Passage given –

[ 
https://issues.apache.org/jira/browse/SOLR-8542?page=com.atlassian.jira.plugin.system.issuetabpanels:comment-tabpanel&focusedCommentId=15183195#comment-15183195
 ] 

Christine Poerschke commented on SOLR-8542:
-------------------------------------------

bq. ... Question: The only reason we currently have the LTRComponent is so that 
it can register the Model and Feature stores as managed resources because it 
can be SolrCore aware. Is there a way we can do this without the use of a 
component?

Not answering directly the managed resources part of the question but having 
noticed that the features.json/model.json needs to be accompanied by various 
solrconfig.xml changes in practice - I wonder if configuring models as plugin 
part of solrconfig.xml might be something to explore?
----
*current (features|model).json and solrconfig.xml configuration:*
{code}
###### features.json
...
###### firstModel.json
...
###### secondModel.json
...
###### solrconfig.xml
...
<queryParser name="ltr" class="org.apache.solr.ltr.ranking.LTRQParserPlugin" />
...
<transformer name="features" 
class="org.apache.solr.ltr.ranking.LTRFeatureLoggerTransformerFactory"/>
...
<searchComponent name="ltrComponent" 
class="org.apache.solr.ltr.ranking.LTRComponent"/>
...
<requestHandler name="/query" class="solr.SearchHandler">
  ...
  <arr name="last-components">
    <str>ltrComponent</str>
  </arr>
</requestHandler>
...
{code}
----
*potential alternative solrconfig.xml configuration:*
{code}
###### solrconfig.xml
...
<!-- no queryParser name="ltr" element since LTRQParserPlugin is in 
QParserPlugin.standardPlugins -->
<!-- no transformer name="features" since LTRFeatureLoggerTransformerFactory is 
in TransformerFactory.defaultFactories -->

<reRankModelFactory name="myFirstModelName" class="solr.SVMRerankModelFactory">
  <!-- model features -->
  <str name="features">originalScore,isBook</str>
  <str 
name="originalScore.class">org.apache.solr.ltr.feature.impl.OriginalScoreFeature</str>
  <str name="isBook.class">org.apache.solr.ltr.feature.impl.SolrFeature</str>
  <str name="isBook.fq">{!terms f=category}book</str>
  <!-- model parameters -->
  <float name="weights.originalScore">0.5</float>
  <float name="weights.isBook">0.1</float>
</reRankModelFactory>

<reRankModelFactory class="solr.SVMRerankModelFactory">
  <str name="">mySecondModelName</str>
  ...

Excerpted data –
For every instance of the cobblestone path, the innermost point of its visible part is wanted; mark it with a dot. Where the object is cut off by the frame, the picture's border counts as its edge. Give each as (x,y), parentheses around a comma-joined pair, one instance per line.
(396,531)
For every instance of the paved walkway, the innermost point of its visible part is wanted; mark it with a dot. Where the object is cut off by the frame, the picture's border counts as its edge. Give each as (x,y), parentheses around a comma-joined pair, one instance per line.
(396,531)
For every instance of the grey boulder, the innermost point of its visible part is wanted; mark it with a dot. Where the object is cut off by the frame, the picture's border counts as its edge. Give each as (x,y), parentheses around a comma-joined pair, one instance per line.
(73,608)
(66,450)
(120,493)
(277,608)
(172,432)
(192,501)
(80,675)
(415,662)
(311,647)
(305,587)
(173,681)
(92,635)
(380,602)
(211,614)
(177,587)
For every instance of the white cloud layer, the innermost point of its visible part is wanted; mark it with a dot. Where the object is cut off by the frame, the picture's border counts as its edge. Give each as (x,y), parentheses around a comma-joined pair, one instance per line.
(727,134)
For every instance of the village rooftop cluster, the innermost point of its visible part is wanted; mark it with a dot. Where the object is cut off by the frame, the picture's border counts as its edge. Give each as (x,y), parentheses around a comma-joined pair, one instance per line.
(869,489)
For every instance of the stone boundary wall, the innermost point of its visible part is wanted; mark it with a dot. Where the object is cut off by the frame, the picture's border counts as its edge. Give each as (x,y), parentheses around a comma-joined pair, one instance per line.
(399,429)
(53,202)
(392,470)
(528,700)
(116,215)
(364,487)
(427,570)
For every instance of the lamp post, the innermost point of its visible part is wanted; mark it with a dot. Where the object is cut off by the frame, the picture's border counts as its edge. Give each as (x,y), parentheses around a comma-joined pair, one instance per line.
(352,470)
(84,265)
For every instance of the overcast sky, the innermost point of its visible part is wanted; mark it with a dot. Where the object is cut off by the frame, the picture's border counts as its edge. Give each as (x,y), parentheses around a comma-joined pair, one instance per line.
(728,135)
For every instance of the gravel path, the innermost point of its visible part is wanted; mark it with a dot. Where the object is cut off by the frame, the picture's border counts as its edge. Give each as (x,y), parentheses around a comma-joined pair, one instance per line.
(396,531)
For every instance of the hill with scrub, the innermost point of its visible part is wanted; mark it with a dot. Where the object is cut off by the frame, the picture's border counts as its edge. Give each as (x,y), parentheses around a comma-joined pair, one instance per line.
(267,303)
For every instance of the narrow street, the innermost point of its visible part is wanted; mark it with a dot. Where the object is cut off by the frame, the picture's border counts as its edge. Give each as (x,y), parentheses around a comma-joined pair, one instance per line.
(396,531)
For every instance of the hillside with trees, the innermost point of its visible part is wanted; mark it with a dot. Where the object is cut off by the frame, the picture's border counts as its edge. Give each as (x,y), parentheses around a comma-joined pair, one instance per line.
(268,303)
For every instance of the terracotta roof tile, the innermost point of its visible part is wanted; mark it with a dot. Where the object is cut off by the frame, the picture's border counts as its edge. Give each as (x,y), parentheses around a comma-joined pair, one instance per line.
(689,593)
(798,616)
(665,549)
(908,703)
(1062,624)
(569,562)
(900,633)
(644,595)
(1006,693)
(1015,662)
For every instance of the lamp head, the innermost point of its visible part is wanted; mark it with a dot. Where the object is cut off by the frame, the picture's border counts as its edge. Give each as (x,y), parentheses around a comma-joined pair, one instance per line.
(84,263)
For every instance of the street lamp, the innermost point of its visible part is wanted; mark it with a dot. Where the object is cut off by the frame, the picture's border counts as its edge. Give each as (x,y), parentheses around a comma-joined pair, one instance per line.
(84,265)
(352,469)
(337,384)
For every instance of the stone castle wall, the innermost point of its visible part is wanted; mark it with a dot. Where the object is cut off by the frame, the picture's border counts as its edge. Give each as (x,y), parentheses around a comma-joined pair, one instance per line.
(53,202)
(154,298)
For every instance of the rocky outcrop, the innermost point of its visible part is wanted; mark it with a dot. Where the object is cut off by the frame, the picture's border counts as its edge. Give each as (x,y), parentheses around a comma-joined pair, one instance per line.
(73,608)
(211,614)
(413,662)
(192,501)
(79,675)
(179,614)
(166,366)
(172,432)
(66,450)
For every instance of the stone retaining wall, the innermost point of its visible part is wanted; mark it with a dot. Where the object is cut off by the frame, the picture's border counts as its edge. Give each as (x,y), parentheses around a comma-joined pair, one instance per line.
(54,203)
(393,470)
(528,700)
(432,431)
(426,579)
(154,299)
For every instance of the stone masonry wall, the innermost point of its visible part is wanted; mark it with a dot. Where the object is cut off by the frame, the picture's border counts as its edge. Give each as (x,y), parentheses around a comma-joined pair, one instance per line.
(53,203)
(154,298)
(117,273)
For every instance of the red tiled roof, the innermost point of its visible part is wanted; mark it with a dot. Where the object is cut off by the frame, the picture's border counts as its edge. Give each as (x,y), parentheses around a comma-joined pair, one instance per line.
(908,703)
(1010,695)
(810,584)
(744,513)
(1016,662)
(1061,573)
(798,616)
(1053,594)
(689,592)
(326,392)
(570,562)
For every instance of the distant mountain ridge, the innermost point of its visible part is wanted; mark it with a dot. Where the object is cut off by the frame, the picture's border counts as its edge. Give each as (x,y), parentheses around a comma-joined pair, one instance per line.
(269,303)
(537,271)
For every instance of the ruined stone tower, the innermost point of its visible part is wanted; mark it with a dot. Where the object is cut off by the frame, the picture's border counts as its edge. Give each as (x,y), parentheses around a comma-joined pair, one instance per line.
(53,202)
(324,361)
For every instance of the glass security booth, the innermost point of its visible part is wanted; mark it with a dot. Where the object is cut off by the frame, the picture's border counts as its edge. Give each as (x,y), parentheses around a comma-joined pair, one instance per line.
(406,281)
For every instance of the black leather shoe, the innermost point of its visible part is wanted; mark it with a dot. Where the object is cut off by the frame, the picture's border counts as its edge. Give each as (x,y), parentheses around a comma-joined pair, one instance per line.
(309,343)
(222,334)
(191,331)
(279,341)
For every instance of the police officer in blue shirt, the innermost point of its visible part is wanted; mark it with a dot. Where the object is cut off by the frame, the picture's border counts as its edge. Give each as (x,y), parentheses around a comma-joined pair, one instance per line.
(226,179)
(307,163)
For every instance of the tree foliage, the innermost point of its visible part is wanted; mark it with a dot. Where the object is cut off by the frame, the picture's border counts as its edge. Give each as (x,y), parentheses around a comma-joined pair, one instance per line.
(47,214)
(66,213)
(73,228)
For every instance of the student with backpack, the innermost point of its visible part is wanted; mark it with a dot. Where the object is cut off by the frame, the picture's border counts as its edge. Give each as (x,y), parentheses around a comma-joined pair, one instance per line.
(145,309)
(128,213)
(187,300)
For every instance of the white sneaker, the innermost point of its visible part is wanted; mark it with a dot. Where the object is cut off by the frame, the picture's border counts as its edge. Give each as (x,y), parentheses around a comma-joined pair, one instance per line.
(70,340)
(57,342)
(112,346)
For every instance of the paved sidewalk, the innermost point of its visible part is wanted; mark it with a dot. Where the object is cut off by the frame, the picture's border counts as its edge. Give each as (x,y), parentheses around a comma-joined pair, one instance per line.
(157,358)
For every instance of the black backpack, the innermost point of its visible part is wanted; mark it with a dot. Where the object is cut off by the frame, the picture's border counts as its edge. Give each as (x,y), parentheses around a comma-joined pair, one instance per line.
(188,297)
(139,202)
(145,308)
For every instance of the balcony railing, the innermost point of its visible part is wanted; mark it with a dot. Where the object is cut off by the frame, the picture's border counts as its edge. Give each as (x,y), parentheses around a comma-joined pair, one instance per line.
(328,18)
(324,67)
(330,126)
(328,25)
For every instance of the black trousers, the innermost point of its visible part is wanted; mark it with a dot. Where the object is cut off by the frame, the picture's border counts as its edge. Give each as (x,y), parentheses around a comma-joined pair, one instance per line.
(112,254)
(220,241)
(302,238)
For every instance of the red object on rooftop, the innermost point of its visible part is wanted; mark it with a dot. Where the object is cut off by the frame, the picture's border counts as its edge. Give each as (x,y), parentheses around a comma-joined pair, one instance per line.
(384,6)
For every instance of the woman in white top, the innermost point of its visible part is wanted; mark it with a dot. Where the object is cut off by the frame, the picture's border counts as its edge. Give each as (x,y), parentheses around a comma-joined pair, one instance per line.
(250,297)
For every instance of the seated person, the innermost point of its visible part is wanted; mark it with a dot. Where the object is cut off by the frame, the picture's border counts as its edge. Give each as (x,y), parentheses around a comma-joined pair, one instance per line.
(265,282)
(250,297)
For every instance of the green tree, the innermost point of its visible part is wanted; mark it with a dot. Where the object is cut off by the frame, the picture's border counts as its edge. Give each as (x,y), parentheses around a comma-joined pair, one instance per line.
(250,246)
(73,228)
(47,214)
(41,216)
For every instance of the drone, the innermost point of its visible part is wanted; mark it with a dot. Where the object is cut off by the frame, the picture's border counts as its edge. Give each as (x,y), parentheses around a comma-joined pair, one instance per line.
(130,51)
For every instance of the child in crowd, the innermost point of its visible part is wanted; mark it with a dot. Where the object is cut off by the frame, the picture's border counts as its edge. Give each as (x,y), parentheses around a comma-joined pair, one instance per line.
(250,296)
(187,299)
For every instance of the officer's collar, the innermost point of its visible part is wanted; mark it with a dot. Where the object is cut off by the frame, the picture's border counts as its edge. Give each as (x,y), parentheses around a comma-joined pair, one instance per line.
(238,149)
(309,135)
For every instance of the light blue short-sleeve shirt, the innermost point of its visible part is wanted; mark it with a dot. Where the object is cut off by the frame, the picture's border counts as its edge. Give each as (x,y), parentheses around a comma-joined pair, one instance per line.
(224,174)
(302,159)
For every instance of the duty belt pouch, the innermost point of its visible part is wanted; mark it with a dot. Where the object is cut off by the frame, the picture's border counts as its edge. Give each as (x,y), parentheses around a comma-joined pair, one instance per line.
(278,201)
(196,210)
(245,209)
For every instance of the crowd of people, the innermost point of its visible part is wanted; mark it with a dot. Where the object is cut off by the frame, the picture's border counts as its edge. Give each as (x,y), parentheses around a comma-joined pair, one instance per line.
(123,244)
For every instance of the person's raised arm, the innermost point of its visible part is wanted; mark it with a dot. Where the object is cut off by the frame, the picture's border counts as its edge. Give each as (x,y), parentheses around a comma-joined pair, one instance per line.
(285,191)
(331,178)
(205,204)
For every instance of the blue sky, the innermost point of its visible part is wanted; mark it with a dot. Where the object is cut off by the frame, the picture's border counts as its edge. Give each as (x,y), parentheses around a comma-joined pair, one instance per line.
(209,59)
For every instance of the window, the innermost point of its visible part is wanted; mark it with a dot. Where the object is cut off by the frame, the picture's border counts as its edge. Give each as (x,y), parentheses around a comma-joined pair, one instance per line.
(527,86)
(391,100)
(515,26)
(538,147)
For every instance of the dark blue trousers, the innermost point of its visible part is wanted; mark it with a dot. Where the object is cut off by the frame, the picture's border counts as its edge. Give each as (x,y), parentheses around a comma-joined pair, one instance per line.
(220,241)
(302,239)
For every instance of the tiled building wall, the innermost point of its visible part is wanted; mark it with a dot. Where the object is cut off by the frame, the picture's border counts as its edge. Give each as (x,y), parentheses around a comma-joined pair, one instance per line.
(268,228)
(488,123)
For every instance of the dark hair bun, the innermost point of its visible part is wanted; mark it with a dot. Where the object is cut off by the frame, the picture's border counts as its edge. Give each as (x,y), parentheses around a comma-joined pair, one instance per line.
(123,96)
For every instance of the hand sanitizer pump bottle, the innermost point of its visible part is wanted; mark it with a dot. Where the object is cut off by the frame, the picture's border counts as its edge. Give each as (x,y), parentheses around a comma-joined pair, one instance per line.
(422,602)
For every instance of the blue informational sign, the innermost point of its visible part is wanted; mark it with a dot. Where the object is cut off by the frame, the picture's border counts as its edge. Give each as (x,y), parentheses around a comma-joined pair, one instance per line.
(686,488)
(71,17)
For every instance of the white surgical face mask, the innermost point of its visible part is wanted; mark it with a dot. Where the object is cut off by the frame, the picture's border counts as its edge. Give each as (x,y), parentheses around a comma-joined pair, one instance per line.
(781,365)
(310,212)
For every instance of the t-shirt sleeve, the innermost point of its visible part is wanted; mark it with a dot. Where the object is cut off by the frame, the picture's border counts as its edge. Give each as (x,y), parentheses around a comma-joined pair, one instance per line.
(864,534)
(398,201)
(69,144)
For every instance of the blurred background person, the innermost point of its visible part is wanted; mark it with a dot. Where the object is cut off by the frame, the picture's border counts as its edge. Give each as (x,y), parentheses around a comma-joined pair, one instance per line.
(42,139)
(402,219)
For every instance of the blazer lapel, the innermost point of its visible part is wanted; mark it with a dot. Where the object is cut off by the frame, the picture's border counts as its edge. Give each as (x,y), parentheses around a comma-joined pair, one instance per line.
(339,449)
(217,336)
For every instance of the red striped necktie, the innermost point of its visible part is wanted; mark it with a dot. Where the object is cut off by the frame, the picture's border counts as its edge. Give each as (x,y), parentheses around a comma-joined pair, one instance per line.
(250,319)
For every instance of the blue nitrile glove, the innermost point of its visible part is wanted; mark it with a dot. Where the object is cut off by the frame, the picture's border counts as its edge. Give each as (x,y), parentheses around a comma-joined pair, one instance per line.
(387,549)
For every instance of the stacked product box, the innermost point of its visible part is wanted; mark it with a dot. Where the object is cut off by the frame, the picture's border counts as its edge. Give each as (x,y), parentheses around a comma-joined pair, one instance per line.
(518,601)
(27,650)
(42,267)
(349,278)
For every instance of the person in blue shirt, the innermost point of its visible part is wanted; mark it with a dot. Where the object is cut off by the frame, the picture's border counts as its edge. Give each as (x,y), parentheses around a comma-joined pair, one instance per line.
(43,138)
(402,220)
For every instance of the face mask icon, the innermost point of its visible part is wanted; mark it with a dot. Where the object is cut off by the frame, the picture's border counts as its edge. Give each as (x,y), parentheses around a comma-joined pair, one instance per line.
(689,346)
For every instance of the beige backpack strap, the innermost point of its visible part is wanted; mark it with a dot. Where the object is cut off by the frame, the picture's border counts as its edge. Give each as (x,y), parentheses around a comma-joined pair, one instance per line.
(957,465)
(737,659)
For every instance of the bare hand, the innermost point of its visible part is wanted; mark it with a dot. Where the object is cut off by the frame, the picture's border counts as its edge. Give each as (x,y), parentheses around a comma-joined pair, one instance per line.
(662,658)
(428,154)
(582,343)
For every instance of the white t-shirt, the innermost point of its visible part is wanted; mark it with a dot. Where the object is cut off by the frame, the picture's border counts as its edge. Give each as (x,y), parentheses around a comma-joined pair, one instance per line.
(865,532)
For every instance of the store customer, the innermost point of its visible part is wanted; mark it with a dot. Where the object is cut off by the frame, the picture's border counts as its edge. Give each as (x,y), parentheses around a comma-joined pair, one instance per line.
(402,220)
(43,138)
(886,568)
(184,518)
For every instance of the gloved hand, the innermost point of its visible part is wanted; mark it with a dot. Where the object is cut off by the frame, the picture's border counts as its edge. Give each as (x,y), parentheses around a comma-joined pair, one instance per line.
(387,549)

Stated goal A – According to the quoted question in the Jira comment, why do they currently have the LTRComponent?
Stated goal B – Reproduce the Jira comment starting at "Christine Poerschke commented" and ending at "something to explore?", but substitute "shared resources" for "managed resources".
Stated goal C – Does the Jira comment support each statement below? (i) The commenter directly answers the managed resources part of the question. (ii) In the potential alternative configuration, no queryParser element named "ltr" is needed because LTRQParserPlugin is among the standard plugins. (iii) In the potential alternative configuration, the weight given for isBook is 0.5.

Correct response A – So that it can register the Model and Feature stores as managed resources, because it can be SolrCore aware.

Correct response B –
Christine Poerschke commented on SOLR-8542:
-------------------------------------------

bq. ... Question: The only reason we currently have the LTRComponent is so that 
it can register the Model and Feature stores as shared resources because it 
can be SolrCore aware. Is there a way we can do this without the use of a 
component?

Not answering directly the shared resources part of the question but having 
noticed that the features.json/model.json needs to be accompanied by various 
solrconfig.xml changes in practice - I wonder if configuring models as plugin 
part of solrconfig.xml might be something to explore?

Correct response C –
(i) No: "Not answering directly the managed resources part of the question"
(ii) Yes: "no queryParser name="ltr" element since LTRQParserPlugin is in QParserPlugin.standardPlugins"
(iii) No: "<float name="weights.isBook">0.1</float>"